_What is needed_
Print the listing in full, exactly as it stands.
•••
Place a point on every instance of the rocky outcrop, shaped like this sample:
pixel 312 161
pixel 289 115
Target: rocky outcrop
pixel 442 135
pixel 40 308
•••
_Your solution_
Place a point on every instance of the rocky outcrop, shaped like this sample:
pixel 312 161
pixel 289 115
Target: rocky outcrop
pixel 442 135
pixel 40 308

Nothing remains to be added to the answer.